▸ **Exercise**
Report how many lines in the rows below contain the string "dirt", matching case exactly. Give only the number.

Stored entries:
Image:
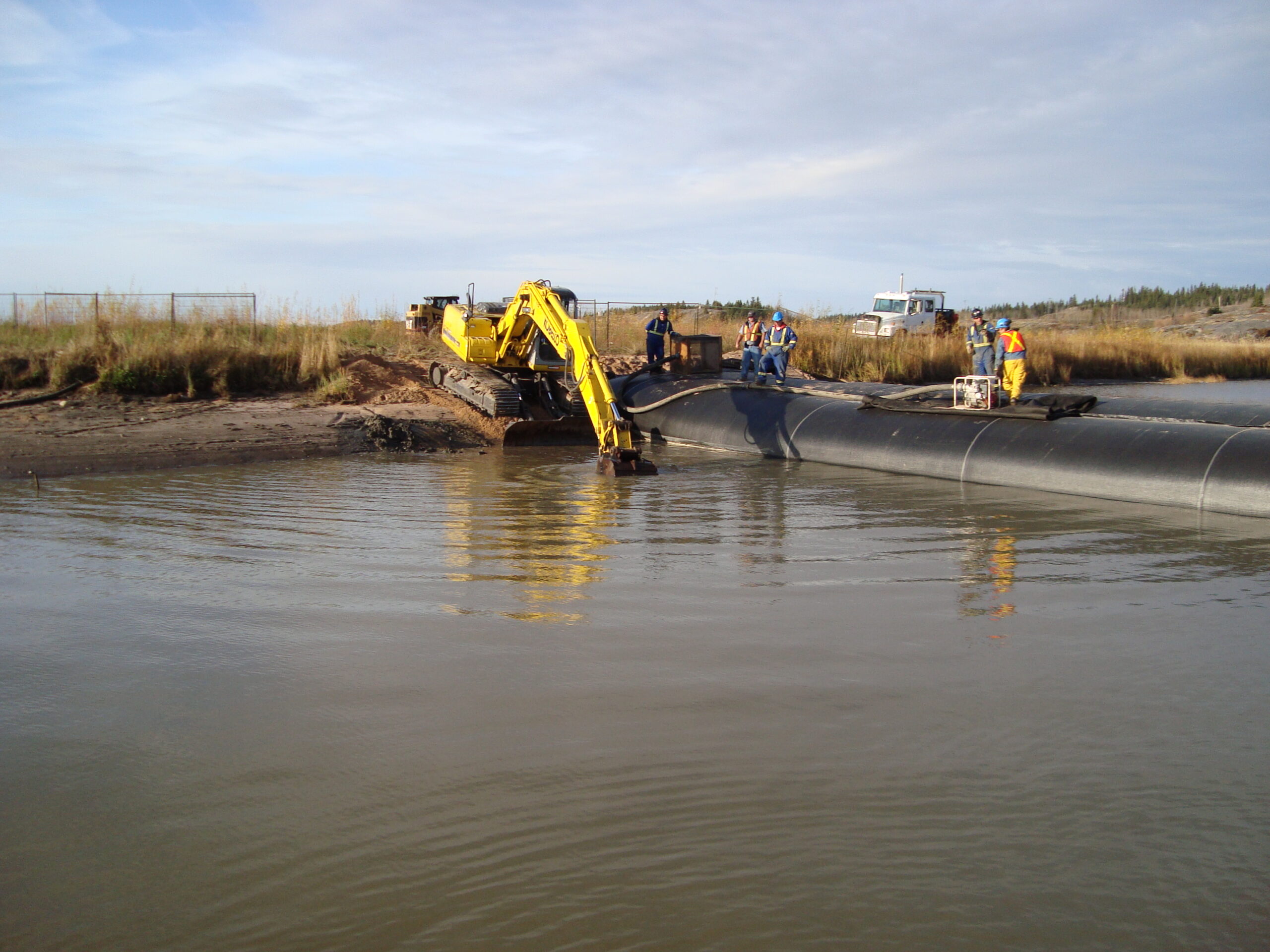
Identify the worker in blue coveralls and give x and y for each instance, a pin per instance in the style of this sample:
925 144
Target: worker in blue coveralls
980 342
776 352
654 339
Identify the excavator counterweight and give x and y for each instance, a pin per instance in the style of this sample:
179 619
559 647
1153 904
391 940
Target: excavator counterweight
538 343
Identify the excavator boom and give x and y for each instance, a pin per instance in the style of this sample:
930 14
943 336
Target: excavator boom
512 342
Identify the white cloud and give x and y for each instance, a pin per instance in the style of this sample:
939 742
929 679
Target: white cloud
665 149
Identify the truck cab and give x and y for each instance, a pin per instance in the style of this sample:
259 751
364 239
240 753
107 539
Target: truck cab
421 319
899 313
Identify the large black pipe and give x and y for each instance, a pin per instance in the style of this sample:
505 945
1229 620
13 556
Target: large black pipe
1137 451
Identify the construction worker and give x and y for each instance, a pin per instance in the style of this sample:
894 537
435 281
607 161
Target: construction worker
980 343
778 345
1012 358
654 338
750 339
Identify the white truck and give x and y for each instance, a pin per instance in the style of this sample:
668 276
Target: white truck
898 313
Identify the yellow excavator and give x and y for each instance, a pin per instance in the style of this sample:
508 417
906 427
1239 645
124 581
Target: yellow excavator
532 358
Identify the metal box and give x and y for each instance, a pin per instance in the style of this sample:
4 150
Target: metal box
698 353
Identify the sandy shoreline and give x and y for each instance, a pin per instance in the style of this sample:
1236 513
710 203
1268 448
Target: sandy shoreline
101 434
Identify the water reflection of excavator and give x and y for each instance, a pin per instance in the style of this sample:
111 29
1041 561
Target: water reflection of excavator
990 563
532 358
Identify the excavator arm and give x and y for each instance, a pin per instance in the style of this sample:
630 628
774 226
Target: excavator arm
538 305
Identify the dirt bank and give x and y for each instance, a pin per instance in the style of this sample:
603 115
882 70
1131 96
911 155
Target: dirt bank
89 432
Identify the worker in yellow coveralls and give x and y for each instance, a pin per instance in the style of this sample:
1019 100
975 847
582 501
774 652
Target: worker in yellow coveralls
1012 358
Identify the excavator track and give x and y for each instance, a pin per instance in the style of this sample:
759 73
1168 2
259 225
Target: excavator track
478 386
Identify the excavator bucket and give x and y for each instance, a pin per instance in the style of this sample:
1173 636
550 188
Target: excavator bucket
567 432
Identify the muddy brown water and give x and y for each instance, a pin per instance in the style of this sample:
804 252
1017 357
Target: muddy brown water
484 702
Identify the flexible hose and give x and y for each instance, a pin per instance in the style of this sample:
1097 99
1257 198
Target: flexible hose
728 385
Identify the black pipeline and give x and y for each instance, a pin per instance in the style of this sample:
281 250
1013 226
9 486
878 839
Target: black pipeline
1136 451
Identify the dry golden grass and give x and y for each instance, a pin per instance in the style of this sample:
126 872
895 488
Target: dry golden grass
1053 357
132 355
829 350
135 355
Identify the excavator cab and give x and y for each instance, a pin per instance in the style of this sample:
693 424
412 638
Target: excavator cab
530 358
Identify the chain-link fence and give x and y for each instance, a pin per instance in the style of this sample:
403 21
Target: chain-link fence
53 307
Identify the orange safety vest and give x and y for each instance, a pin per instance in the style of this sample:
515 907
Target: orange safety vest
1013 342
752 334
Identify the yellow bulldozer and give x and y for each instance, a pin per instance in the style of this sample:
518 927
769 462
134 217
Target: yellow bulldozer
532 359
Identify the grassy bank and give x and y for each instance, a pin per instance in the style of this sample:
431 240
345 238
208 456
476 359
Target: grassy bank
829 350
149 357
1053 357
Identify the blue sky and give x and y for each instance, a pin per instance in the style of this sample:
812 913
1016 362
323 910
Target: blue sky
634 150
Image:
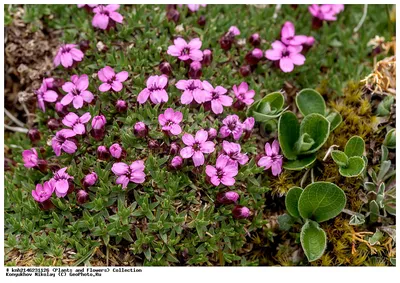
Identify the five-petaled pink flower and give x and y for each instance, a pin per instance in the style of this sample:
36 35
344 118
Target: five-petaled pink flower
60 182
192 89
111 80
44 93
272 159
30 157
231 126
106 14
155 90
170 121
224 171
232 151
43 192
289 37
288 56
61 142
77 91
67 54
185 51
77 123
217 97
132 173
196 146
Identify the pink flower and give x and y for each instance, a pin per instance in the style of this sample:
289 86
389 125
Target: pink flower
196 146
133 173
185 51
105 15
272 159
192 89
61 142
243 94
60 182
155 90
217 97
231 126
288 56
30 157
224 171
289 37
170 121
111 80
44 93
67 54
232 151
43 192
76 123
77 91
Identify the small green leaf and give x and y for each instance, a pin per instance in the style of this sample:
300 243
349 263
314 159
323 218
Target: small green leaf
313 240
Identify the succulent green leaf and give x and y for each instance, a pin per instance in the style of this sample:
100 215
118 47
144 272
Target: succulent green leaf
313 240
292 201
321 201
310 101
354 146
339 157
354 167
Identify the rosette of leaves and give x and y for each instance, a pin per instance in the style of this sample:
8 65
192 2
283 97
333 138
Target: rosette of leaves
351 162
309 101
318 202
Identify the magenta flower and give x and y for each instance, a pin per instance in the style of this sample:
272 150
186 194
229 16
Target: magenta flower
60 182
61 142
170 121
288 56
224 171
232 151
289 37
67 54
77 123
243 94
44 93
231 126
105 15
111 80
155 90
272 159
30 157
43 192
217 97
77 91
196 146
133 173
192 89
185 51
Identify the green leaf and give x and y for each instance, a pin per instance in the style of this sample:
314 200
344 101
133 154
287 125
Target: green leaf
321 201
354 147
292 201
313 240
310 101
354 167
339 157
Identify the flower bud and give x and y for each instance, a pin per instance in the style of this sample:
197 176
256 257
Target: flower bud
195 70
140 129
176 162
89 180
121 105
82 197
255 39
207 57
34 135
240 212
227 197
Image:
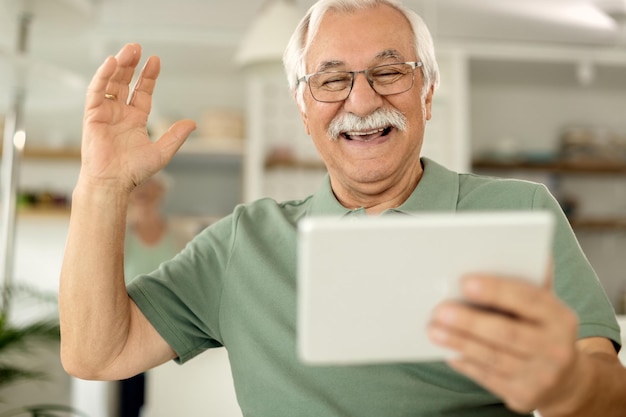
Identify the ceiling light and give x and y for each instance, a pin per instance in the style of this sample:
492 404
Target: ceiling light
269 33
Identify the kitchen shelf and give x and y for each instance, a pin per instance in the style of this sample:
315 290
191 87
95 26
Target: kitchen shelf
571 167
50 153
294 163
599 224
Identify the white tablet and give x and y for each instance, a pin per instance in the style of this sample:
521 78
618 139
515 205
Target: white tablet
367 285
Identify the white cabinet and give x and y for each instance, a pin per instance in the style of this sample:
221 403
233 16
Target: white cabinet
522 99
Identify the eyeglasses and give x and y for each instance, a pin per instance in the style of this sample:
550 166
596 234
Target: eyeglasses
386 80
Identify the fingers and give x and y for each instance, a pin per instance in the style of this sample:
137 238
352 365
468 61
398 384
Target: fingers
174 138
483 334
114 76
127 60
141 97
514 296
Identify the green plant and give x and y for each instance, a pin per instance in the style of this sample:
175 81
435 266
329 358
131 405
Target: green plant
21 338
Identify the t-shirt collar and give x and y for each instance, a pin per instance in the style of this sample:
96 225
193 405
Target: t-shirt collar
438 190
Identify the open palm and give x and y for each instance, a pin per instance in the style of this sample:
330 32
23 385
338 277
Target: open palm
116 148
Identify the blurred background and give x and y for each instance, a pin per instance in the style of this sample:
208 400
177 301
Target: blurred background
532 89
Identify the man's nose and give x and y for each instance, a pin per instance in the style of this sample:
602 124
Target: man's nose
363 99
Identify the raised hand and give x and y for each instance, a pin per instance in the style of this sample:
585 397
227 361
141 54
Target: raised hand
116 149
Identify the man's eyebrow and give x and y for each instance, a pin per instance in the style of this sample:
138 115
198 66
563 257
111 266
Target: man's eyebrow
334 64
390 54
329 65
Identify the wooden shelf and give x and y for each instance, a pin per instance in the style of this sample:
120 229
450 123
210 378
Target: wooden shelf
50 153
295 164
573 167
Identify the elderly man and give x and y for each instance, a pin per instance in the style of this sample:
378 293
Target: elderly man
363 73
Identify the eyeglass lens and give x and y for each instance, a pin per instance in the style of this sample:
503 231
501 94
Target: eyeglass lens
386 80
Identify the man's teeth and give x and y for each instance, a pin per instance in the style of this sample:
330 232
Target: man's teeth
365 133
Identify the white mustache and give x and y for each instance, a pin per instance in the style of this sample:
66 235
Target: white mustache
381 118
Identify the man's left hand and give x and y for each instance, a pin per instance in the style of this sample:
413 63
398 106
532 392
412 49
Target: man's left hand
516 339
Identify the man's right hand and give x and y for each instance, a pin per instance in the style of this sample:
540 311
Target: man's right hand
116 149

...

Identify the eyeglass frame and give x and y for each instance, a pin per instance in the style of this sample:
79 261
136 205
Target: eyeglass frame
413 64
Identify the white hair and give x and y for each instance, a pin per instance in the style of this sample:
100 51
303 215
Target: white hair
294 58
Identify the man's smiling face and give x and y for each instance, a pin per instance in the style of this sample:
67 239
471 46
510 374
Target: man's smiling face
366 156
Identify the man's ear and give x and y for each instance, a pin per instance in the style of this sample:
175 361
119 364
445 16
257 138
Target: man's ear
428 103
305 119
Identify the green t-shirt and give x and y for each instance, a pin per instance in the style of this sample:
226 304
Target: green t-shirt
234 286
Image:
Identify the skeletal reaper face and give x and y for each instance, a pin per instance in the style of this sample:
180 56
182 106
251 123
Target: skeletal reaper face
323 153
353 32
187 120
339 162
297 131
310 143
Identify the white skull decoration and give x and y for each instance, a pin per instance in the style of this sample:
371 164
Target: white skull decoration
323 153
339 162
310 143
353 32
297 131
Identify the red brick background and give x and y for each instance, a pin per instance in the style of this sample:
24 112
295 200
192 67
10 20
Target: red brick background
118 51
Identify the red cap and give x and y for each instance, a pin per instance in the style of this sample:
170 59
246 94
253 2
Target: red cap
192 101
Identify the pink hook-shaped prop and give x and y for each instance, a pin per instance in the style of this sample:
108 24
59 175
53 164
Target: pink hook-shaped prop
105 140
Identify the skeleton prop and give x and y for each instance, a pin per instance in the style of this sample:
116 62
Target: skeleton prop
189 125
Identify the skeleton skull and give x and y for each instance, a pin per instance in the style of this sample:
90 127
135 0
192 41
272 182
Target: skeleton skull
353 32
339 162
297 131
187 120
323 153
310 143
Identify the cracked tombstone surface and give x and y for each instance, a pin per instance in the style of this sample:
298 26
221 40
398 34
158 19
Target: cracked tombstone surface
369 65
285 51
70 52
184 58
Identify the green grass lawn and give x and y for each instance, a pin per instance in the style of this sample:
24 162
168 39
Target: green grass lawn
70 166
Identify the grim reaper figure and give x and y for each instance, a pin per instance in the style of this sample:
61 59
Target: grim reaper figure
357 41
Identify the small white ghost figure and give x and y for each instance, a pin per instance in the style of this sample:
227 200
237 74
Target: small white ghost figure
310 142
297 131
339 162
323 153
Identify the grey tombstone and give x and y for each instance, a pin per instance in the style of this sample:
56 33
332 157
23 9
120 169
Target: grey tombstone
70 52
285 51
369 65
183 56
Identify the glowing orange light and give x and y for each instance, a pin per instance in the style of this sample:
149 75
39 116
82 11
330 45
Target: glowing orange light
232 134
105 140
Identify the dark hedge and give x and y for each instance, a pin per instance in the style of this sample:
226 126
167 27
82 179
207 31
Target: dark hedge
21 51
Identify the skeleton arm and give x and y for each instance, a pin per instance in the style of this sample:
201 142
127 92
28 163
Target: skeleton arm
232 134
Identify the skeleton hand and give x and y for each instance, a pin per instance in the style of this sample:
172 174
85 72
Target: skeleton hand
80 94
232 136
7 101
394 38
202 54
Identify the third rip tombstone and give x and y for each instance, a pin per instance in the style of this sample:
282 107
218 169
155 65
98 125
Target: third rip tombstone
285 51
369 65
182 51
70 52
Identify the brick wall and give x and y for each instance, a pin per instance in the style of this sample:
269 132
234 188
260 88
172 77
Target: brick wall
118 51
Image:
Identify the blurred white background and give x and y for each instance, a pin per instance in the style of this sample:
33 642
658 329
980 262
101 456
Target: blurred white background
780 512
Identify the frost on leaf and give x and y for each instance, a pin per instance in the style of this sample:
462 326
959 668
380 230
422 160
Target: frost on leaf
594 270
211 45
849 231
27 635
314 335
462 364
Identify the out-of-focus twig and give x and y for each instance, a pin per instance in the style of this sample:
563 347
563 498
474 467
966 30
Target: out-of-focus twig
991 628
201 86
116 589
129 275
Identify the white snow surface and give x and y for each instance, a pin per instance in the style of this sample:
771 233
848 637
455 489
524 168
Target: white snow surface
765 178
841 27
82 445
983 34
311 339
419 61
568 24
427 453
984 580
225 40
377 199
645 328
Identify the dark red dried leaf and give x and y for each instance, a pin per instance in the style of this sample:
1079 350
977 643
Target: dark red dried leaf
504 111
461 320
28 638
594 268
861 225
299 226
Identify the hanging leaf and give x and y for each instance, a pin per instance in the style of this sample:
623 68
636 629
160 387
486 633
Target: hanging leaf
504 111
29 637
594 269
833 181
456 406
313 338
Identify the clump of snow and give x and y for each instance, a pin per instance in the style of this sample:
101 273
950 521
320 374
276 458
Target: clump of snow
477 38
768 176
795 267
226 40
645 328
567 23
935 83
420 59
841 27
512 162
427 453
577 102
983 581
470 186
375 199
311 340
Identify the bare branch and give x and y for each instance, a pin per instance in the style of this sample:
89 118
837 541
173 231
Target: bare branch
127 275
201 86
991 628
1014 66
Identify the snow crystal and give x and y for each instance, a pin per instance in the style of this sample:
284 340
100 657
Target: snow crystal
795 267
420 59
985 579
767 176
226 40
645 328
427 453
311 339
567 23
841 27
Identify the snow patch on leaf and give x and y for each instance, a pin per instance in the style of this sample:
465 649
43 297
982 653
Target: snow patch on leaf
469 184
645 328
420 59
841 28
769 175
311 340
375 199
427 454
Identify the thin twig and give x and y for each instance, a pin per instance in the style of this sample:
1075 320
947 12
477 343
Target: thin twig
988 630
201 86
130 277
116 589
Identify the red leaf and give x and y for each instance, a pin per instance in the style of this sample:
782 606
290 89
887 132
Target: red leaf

...

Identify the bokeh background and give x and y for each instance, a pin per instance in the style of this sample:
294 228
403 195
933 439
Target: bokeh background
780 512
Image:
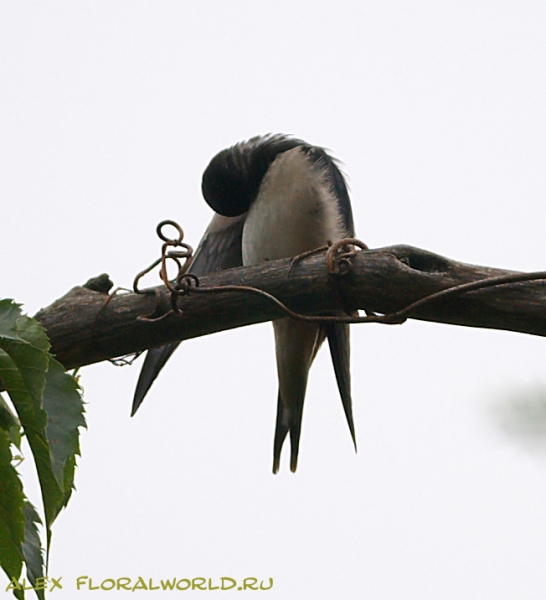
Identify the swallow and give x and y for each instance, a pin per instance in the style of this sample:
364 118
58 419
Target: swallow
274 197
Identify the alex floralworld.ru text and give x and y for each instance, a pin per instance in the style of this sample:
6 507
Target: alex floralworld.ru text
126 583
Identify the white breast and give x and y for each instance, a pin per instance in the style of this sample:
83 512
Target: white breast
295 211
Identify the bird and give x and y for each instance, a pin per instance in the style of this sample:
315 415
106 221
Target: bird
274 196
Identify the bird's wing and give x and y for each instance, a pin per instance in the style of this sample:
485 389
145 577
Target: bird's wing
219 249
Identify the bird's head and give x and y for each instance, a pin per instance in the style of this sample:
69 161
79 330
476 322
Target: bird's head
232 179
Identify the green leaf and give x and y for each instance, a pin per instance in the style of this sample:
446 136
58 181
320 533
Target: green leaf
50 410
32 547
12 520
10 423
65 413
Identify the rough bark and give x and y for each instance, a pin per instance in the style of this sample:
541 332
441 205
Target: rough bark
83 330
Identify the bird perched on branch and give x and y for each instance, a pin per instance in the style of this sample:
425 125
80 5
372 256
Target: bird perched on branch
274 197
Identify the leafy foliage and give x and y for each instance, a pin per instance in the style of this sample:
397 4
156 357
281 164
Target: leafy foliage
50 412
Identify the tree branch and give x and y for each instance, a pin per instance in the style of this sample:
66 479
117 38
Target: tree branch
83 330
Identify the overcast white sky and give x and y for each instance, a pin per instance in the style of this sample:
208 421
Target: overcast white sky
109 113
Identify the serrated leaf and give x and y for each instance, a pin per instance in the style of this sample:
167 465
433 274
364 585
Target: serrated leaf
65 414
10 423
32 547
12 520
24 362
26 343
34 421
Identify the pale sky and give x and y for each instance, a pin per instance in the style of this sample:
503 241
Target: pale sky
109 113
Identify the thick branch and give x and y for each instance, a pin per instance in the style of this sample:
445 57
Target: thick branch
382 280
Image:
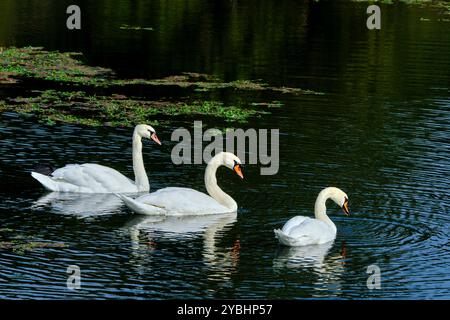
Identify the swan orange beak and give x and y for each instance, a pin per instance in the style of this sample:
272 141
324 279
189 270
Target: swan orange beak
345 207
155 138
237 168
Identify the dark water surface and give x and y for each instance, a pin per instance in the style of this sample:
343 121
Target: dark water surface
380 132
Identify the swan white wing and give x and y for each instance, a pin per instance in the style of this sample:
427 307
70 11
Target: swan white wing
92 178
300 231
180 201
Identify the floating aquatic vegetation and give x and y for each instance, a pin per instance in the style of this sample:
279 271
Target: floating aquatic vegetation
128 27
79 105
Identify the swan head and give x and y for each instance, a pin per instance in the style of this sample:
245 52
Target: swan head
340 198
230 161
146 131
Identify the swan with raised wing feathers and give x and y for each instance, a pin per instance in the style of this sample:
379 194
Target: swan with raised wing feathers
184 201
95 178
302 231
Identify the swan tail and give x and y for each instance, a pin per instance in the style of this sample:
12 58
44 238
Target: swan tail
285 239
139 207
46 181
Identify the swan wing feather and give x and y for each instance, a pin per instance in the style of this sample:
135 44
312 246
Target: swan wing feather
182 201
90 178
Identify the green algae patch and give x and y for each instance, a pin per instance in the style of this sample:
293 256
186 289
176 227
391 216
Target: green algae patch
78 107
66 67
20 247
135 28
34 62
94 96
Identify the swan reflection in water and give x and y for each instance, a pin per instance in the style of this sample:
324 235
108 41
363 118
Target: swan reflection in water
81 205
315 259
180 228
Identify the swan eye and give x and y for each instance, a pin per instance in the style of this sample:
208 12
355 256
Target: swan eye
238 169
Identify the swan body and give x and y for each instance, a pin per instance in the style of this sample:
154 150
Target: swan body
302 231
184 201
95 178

▸ **Correct response**
2